— start Supplied entries —
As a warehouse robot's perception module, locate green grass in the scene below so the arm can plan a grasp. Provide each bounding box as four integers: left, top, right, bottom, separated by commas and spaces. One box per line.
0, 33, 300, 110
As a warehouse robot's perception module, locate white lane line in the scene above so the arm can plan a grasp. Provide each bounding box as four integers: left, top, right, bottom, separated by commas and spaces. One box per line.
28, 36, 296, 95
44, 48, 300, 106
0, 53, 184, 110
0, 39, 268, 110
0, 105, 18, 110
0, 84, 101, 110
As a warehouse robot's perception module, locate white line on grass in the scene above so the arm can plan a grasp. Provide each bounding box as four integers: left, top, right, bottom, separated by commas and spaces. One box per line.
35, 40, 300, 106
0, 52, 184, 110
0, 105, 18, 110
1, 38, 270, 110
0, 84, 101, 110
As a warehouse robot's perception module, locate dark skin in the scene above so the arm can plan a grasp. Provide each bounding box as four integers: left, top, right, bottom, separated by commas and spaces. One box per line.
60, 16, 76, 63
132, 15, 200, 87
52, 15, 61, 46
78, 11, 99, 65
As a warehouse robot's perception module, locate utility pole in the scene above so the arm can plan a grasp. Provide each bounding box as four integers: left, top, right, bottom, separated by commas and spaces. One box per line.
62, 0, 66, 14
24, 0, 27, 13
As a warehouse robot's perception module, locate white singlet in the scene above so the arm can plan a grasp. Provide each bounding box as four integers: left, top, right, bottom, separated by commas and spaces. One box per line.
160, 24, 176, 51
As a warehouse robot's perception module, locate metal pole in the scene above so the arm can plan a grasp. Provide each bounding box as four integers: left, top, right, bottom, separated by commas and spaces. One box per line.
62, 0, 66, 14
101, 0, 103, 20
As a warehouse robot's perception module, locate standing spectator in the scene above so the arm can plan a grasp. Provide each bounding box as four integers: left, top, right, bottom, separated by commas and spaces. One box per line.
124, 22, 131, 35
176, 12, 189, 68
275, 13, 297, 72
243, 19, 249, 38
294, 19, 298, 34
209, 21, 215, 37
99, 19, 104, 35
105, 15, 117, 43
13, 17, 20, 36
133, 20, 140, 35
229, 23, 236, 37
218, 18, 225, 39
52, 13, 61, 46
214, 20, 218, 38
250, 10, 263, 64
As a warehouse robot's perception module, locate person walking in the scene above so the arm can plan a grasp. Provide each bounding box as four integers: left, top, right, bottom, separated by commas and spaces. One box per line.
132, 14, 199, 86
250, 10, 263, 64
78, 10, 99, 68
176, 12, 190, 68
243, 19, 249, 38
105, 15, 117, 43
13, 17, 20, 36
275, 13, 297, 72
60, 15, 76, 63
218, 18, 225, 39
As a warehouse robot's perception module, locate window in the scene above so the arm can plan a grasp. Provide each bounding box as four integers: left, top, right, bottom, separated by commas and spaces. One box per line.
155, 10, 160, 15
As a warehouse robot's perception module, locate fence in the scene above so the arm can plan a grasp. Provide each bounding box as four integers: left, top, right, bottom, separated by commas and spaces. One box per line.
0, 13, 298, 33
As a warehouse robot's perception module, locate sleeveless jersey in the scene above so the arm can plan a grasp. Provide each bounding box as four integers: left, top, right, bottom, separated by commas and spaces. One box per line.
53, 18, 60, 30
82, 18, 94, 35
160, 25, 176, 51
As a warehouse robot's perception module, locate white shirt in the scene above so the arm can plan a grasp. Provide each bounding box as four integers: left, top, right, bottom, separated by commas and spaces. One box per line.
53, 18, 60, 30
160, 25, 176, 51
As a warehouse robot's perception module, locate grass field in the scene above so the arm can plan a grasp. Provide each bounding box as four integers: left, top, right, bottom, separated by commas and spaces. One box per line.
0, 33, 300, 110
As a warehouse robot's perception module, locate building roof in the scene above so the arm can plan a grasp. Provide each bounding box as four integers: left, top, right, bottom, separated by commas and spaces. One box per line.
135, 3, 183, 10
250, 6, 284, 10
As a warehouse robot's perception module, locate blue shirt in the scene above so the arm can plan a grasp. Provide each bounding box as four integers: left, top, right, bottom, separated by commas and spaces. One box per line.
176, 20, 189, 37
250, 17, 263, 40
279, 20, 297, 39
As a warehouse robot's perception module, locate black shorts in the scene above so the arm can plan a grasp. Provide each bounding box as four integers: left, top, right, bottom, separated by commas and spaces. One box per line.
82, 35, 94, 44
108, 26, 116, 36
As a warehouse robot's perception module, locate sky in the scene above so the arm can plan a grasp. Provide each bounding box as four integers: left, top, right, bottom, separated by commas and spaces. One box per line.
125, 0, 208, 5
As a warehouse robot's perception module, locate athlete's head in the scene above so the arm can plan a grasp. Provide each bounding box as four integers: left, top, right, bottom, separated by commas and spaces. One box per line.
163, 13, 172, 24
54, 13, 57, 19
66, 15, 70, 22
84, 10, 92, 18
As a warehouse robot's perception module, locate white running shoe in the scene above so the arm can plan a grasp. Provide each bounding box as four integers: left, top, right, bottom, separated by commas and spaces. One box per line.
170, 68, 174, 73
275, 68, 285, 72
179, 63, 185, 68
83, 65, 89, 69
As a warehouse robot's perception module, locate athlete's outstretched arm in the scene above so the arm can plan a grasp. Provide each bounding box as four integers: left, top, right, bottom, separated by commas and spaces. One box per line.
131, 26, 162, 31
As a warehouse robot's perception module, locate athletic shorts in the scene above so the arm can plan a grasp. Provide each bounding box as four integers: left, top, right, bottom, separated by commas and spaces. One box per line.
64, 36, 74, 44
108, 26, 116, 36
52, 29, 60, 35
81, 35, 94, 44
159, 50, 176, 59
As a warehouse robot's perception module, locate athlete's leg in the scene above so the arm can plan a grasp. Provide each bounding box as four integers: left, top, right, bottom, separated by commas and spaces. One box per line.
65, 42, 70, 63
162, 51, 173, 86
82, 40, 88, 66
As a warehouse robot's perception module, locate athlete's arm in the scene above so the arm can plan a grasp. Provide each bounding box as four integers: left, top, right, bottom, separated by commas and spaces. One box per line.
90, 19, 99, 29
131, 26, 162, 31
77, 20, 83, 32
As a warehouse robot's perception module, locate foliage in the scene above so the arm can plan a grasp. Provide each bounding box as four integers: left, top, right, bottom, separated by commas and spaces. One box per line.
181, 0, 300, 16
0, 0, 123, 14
— end Supplied entries —
Directions for this task: Rescale the part of the listing starting at the line that contains "As a warehouse robot's perception module, locate person" and ending at the line that contains "0, 13, 298, 33", both lines included. Give only those lines, requests unchanged, with every bounding-box coordinate multiplied by 0.85 and rounded to a whole number, halves rounded up.

Answer for the task:
As a warehouse robot's perception module, locate person walking in the scene above so the arm can plan a grasp. Provide each bounding box as four integers: left, top, right, bottom, separated by commas and spaces. One box per line.
112, 12, 169, 73
213, 9, 224, 54
66, 9, 84, 58
150, 10, 162, 58
207, 16, 212, 32
89, 13, 99, 37
11, 14, 17, 31
234, 11, 252, 61
51, 13, 65, 54
185, 15, 191, 33
As a warehouse robot's perception module, locate window in the scene above so the arm can plan a grasp. Provide each bounding box as four integers: left, top, right, bottom, separated by commas and spaces. One box per line.
132, 9, 136, 13
As a warehouse robot's perception module, locate fence in the scene above so the arm can plan a grasp. Provide each bounding box as four integers: left, top, right, bottom, separated by commas and spaces. One box per line.
0, 11, 253, 28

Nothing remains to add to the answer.